*** AVAILABLE RECORDS ***
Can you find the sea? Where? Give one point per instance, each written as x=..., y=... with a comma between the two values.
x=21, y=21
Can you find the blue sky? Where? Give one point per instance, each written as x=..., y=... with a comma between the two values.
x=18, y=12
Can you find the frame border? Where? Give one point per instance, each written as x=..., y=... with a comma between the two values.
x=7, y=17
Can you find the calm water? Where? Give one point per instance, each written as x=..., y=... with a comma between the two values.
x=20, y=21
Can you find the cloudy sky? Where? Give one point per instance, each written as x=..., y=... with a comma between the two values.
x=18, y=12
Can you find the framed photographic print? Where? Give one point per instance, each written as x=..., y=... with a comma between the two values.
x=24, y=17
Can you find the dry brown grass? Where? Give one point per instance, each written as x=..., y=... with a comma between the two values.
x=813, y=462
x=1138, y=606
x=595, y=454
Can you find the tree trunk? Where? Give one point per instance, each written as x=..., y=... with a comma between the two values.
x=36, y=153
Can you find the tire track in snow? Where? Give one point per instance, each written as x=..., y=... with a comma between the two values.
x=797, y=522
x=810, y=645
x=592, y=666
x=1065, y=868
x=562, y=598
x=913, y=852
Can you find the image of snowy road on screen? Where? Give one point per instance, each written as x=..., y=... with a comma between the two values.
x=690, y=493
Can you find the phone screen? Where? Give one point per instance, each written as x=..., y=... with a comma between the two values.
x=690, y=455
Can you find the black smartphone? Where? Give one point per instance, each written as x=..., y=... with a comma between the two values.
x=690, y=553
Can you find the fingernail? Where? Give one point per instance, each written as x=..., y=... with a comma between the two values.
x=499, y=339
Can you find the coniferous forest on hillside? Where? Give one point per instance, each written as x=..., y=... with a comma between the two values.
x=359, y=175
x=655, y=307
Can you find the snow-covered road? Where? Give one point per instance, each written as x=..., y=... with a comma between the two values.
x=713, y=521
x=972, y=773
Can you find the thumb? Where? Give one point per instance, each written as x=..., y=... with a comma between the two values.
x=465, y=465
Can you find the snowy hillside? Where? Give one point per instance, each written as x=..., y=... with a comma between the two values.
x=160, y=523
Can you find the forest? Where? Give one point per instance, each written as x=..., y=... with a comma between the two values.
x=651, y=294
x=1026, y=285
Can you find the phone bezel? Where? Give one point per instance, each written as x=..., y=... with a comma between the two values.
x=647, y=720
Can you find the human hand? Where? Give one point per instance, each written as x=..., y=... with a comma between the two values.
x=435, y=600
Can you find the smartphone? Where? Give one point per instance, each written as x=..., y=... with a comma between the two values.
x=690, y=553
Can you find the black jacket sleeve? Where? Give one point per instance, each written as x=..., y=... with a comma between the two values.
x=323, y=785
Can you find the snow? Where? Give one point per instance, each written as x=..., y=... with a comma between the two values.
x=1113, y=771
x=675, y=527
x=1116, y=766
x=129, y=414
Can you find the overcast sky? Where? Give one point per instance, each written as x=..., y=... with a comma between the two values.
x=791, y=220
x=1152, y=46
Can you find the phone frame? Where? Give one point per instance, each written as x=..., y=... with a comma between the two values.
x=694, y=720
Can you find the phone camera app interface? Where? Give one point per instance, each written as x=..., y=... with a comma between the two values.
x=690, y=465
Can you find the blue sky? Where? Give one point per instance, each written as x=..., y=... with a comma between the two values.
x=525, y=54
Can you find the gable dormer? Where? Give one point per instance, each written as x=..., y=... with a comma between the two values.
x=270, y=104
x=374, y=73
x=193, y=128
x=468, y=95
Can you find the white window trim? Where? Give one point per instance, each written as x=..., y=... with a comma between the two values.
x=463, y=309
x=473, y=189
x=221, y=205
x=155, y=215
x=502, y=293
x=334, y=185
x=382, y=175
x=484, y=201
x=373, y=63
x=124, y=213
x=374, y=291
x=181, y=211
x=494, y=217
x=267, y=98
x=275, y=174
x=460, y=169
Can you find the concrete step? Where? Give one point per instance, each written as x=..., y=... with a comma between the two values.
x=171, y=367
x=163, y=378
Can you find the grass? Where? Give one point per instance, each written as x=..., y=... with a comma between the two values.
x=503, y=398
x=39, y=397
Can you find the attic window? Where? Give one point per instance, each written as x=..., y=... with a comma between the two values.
***
> _PROBLEM DETAILS_
Repeat all the entries above without altering anything.

> _SOLUTION TO THE EXERCISE_
Can you find the sea? Where? Give one point per instance, each written as x=..., y=... with a comma between the two values.
x=21, y=21
Can you find the blue sky? Where? Give one point per instance, each written as x=..., y=... with a comma between the two values.
x=18, y=12
Can you find the frame border? Where? Give one point per instance, each written as x=..., y=... with a comma between the two values.
x=7, y=17
Can you find the calm water? Where? Give one point per instance, each written as x=..., y=... with a comma between the two values.
x=20, y=21
Can you find the cloudy sky? Where? Give one point per instance, each written as x=..., y=... with a comma between the two values.
x=18, y=12
Can you find the framed photographic print? Where? Give one point per instance, each written as x=..., y=... with a comma between the two values.
x=24, y=17
Can you find the dry brown grass? Where? Give one point per instance, each written as x=..., y=... with a comma between the two values.
x=813, y=462
x=1138, y=606
x=595, y=454
Can you find the tree trunk? Where? Give one point per instance, each written as x=..., y=... with a comma between the two values.
x=36, y=153
Can you find the tire track in snow? Where? Give one point per instance, each written as x=..., y=... with a comma between the two values.
x=797, y=522
x=810, y=645
x=592, y=666
x=1065, y=868
x=562, y=598
x=913, y=852
Can you find the image of snowy road on screen? Where? Give one point per instance, each written as x=..., y=... with a comma between the two values.
x=690, y=493
Can you find the phone screen? Where? Give one point per instance, each written as x=..., y=... with a comma between the two values.
x=690, y=455
Can you find the black smartphone? Where? Give one point per instance, each written as x=..., y=... with a comma between the two values.
x=690, y=553
Can you find the fingernail? Where? Give one point per instance, each written as x=..., y=... with a comma between the two values.
x=499, y=339
Can you find the coniferous forest on hillside? Where? Give one point per instance, each written as x=..., y=... with a comma between the two values.
x=359, y=175
x=655, y=307
Can you find the snow-covered road? Where? Give one point per instance, each written as x=..., y=... with a comma between the two values.
x=713, y=521
x=972, y=773
Can you find the thumb? Where? Give one point per instance, each written as x=..., y=... with a comma between the two values.
x=465, y=465
Can you find the snowy hillside? Where? Give one point per instance, each written as x=..., y=... with a comma between the two values.
x=160, y=523
Can you find the forest? Where? Give one point per instance, each written as x=..., y=... with a comma between the two values.
x=651, y=294
x=1026, y=285
Can you find the phone bezel? Where? Give one point per instance, each written as x=..., y=... with a comma between the two values.
x=647, y=720
Can you find the human hand? Where? Give one point per instance, each written as x=..., y=... with a comma between the two values.
x=435, y=600
Can you find the smartphone? Where? Give one point per instance, each written as x=..., y=... with a comma between the two values.
x=690, y=553
Can you find the black jacket sleeve? Where? Give one point per instance, each written as x=..., y=... with a comma between the two values.
x=323, y=785
Can you find the snow? Where? Give one point per instance, each written as x=..., y=... with a comma between the two values.
x=1113, y=771
x=675, y=527
x=1116, y=766
x=129, y=414
Can you find the overcast sky? Where? Give one point per instance, each written as x=..., y=... with a comma between the two values.
x=791, y=220
x=1152, y=46
Can you find the phone frame? Where? Give one point per instance, each written as x=..., y=... with a comma between the two values.
x=694, y=720
Can you find the phone camera app interface? Where? Give one point per instance, each written as x=..., y=... with a comma between the two values.
x=690, y=465
Can you find the blue sky? Where? Give one point per instance, each written as x=..., y=... with a comma between the two values.
x=525, y=54
Can you find the gable dormer? Where? Give one point per instance, each written as x=..., y=... with a comma between the two values.
x=270, y=104
x=374, y=73
x=193, y=128
x=468, y=95
Can you find the white window trim? Where? Give one point per instance, each written as x=..., y=... with a comma between the two values.
x=463, y=309
x=473, y=189
x=221, y=205
x=155, y=215
x=502, y=293
x=334, y=185
x=382, y=175
x=484, y=201
x=373, y=63
x=124, y=213
x=374, y=291
x=181, y=211
x=494, y=217
x=267, y=98
x=275, y=174
x=460, y=169
Can you find the concrete step? Where? Give one point per instance, each written as x=..., y=... with a comma between the two values.
x=171, y=367
x=163, y=378
Can you find the grass? Where? Give one point per instance, each written as x=..., y=... with a comma between the two values.
x=503, y=398
x=39, y=397
Can you find the attic window? Where? Give one point per instance, each written as x=..., y=... with a comma between the two values.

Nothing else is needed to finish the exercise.